Stored data entries
•••••
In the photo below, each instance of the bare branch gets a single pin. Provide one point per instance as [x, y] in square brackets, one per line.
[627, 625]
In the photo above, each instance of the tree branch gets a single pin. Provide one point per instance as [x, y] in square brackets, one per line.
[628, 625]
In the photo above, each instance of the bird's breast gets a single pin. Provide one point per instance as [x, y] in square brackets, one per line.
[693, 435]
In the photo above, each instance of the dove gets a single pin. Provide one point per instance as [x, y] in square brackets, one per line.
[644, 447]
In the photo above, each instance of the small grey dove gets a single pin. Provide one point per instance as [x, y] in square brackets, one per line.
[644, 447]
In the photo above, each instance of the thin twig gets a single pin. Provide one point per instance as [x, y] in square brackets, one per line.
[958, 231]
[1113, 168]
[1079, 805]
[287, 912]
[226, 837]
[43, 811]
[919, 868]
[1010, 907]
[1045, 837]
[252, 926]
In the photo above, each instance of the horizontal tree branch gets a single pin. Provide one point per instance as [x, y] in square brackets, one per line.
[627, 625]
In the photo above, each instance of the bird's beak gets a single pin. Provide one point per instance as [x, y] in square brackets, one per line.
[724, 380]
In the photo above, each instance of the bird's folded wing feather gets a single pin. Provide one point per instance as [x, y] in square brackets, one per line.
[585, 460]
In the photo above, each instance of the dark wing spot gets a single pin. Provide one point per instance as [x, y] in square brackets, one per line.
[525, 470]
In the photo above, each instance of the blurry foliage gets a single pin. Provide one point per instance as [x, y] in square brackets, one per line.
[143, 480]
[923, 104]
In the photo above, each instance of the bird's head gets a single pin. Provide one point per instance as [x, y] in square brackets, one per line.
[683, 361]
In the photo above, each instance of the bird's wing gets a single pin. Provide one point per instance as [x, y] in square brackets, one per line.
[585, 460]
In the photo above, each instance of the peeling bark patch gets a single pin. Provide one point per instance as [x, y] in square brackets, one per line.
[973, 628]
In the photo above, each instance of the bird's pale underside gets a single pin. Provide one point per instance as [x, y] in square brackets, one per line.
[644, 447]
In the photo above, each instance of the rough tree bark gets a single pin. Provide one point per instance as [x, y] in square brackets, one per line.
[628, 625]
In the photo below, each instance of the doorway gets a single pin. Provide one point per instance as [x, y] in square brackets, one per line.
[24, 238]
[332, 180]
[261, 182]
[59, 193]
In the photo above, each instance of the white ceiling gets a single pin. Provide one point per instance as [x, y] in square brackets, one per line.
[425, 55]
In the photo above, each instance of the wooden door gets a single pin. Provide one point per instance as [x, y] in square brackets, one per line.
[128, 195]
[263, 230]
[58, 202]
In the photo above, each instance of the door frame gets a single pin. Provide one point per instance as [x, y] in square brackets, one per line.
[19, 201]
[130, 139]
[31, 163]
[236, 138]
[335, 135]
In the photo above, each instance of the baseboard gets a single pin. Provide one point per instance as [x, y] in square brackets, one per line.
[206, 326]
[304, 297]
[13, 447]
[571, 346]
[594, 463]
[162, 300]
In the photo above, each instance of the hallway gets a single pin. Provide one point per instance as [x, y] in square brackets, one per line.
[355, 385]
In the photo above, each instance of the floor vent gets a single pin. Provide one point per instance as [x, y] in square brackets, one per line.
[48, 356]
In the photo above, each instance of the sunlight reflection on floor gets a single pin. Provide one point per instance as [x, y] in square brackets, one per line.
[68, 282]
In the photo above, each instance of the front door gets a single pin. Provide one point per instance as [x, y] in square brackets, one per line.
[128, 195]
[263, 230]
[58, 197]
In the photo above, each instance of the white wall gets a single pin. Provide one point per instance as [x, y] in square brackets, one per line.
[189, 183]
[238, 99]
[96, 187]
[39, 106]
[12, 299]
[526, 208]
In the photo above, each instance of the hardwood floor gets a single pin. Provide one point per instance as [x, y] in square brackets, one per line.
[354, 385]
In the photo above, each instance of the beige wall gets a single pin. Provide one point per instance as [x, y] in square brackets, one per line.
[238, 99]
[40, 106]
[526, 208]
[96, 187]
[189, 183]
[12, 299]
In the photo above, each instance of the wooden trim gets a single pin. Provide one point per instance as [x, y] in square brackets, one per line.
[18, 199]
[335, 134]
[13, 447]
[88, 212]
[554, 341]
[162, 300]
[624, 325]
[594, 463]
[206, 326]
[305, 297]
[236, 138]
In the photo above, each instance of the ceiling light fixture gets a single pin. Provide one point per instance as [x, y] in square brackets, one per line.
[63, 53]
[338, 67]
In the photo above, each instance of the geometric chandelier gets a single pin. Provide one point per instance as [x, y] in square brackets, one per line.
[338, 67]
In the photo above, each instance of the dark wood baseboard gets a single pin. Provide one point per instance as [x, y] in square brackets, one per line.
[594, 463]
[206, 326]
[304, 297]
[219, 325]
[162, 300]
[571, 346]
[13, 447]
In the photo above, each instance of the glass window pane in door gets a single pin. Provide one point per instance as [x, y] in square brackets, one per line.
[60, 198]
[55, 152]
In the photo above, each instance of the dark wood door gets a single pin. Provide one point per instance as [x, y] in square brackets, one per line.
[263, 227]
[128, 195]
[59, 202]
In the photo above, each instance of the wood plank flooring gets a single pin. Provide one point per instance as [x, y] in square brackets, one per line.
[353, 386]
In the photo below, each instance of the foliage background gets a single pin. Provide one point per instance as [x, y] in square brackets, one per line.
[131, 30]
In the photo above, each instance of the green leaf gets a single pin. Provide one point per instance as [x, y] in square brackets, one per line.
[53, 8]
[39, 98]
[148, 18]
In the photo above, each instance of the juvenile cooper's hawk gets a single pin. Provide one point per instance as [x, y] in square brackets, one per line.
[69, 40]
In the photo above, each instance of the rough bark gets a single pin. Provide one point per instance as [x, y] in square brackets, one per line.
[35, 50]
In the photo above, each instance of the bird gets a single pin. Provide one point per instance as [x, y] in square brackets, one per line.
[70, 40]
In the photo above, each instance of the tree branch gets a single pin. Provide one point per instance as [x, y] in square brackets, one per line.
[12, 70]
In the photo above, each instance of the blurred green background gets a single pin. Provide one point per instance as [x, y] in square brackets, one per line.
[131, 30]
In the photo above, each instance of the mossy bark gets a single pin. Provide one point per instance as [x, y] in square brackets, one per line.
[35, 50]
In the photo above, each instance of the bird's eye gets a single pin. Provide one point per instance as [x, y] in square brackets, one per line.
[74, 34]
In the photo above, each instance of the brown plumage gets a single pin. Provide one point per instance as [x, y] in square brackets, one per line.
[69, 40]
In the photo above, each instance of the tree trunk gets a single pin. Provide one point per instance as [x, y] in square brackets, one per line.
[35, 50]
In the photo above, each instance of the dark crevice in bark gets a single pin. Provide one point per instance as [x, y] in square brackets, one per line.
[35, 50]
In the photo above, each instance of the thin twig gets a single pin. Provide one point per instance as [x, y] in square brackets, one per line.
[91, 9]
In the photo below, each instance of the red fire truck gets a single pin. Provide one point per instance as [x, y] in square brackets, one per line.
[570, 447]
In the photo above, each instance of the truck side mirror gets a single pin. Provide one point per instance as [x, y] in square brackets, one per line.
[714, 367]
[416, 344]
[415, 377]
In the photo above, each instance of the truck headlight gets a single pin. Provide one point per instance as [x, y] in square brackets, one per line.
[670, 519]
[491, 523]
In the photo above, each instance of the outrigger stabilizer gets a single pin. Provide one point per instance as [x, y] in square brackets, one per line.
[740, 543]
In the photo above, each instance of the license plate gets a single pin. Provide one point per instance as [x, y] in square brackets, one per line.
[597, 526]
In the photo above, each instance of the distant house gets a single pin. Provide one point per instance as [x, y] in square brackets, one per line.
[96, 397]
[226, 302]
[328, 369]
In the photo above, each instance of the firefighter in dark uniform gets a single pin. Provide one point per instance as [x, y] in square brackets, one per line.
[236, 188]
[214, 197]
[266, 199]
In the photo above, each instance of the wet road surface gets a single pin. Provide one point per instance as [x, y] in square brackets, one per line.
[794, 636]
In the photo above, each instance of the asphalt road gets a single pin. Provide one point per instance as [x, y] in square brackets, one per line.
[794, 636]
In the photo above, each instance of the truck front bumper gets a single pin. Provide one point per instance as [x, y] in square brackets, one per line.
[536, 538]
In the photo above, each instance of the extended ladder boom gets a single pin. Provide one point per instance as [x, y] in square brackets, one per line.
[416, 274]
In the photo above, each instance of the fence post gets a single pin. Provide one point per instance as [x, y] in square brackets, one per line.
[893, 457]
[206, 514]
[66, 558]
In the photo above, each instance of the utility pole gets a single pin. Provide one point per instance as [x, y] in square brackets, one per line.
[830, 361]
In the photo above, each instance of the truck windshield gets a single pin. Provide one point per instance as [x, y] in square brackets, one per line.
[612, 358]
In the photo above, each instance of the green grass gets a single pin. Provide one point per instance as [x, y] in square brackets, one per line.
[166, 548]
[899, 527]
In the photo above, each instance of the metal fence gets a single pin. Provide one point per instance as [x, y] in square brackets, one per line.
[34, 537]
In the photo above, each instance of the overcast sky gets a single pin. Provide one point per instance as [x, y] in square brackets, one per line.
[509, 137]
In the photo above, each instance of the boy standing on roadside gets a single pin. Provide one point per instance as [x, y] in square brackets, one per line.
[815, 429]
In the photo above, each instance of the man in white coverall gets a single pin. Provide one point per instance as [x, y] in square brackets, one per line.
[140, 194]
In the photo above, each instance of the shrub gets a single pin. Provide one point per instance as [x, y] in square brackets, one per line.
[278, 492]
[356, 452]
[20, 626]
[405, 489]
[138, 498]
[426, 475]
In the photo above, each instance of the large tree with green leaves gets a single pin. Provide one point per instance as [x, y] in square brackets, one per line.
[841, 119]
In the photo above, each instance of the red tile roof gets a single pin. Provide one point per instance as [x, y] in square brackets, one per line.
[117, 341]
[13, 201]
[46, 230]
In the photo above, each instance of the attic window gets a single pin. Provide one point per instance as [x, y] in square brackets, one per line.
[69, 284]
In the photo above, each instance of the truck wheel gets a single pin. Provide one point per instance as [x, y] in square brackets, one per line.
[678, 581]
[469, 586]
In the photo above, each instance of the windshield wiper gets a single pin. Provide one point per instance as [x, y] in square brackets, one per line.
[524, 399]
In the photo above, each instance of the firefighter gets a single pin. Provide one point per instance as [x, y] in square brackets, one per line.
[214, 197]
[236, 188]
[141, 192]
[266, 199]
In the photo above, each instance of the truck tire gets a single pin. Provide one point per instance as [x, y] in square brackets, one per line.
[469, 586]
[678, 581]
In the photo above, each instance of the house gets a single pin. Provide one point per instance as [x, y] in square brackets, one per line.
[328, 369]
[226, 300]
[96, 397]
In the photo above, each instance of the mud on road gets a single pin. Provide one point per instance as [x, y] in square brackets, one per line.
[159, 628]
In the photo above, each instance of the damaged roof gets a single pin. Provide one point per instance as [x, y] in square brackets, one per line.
•••••
The span to print begins at the line containing "In the photo above, each instance of the house" and ends at the final line of the entries; print it exactly and print nothing else.

> [Solution for this problem]
In the photo above, each instance of the house gets a single pin. Provide one point per instance as [x, y] in square brackets, one per line.
[328, 369]
[226, 300]
[96, 397]
In the photo above, each instance of the mud on road gets a single pin. Provide one point per instance as [x, y] in square brackets, one per line.
[159, 628]
In the photo above, each instance of the damaged roof gets a single pin. Provide one point per instance as [x, y] in square brackets, one per line.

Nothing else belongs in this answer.